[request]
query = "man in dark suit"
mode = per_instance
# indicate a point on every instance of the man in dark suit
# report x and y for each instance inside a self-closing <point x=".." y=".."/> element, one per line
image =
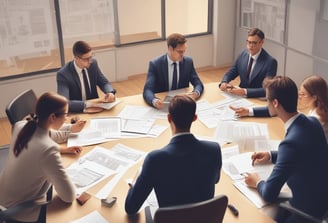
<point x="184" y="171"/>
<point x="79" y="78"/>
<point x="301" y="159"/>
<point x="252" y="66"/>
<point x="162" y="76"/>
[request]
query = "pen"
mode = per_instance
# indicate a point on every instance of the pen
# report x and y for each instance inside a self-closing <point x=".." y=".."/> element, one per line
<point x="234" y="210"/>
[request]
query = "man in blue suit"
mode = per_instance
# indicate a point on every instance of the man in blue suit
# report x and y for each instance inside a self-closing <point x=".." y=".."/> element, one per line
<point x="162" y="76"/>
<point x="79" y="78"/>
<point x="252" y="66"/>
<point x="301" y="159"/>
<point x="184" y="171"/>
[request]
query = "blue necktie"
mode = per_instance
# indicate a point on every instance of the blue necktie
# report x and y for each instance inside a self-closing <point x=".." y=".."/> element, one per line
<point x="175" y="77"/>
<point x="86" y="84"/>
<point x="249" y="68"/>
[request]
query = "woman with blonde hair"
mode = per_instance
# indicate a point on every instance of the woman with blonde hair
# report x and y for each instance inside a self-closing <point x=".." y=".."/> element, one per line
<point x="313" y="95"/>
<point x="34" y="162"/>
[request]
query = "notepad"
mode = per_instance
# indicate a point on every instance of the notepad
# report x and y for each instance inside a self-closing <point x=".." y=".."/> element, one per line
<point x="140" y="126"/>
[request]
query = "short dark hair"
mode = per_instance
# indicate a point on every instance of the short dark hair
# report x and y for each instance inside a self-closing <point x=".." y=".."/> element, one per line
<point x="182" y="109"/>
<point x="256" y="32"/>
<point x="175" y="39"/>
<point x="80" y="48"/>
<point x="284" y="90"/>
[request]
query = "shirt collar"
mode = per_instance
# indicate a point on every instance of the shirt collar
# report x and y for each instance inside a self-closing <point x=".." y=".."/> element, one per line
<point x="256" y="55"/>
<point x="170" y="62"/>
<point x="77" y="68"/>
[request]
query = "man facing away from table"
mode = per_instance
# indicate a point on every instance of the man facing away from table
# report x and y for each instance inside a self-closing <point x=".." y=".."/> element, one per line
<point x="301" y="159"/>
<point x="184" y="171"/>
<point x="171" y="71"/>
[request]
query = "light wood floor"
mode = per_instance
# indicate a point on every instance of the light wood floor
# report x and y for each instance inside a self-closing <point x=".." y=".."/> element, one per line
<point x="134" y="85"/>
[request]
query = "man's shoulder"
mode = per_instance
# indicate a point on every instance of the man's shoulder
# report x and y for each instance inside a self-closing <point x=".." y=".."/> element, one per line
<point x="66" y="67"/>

^^^^

### Exercise objective
Reproduce every line precisely as given, omitting all pictures.

### Task result
[request]
query = "man in dark suit"
mode = per_instance
# indicate a point on every instance of the man in dark suit
# report x and y for each instance inside a self-closing <point x=".." y=".."/> element, one per line
image =
<point x="184" y="171"/>
<point x="79" y="78"/>
<point x="301" y="159"/>
<point x="252" y="66"/>
<point x="162" y="76"/>
[request]
query = "pen"
mode = per_instance
# indicate a point on every instance of the pen
# report x and y for each instance inside a self-closing <point x=".." y=".."/> element, one per line
<point x="234" y="210"/>
[request]
query = "man in blue suit"
mode = per_instance
# indicate a point on every instance of the man in blue suit
# report x and y for each instance inside a self-closing <point x=".." y=".."/> element, one per line
<point x="162" y="76"/>
<point x="79" y="78"/>
<point x="252" y="66"/>
<point x="301" y="159"/>
<point x="184" y="171"/>
[request]
query = "blue necktie"
mode = per_instance
# indicate a point on every instance of the blue necktie
# report x and y for each instance inside a self-closing <point x=".." y=".."/> element, one per line
<point x="175" y="77"/>
<point x="86" y="84"/>
<point x="249" y="68"/>
[request]
query = "woman with blonde hair"
mode = per_instance
# indicate a point on every instance of the woman with blonde hair
# report x and y for each instance inside a self-closing <point x=".." y=".."/> element, one per line
<point x="313" y="95"/>
<point x="34" y="162"/>
[request]
query = "notepad"
mode = per_instance
# indicate a point on every instance of the notepad
# report x and y for each instance inside a self-closing <point x=".." y=".."/> element, one per line
<point x="140" y="126"/>
[request]
query = "short dark hair"
mode = per_instance
# indicate a point on every instance of the short dark hair
# report x and y for each instance inside a self-closing <point x=".." y=".."/> element, one per line
<point x="182" y="109"/>
<point x="256" y="32"/>
<point x="175" y="39"/>
<point x="80" y="48"/>
<point x="284" y="90"/>
[request]
query = "shirt collar"
mode = per_instance
# indicate a point on every instance of the shirt collar
# report x and y for each instance inside a self-closing <point x=".." y=".."/> element, one per line
<point x="256" y="55"/>
<point x="170" y="62"/>
<point x="77" y="68"/>
[request]
query = "man facing away from table"
mode = per_instance
# indicate a point on every instance of the man facing away from table
# report x and y for each instance inside a self-closing <point x=".." y=".."/> element, one per line
<point x="301" y="159"/>
<point x="184" y="171"/>
<point x="171" y="71"/>
[request]
query = "light wood floor"
mode = per_instance
# indicate a point on every instance of the light wood floor
# report x and y for each instance inside a self-closing <point x=".." y=".."/> element, one per line
<point x="134" y="85"/>
[request]
query = "man's shoulder"
mode = per_instance
# indicate a point on every instance of the man's shoulder
# report x and y for each instance inside a self-closing <point x=".." y=".."/> element, one per line
<point x="66" y="67"/>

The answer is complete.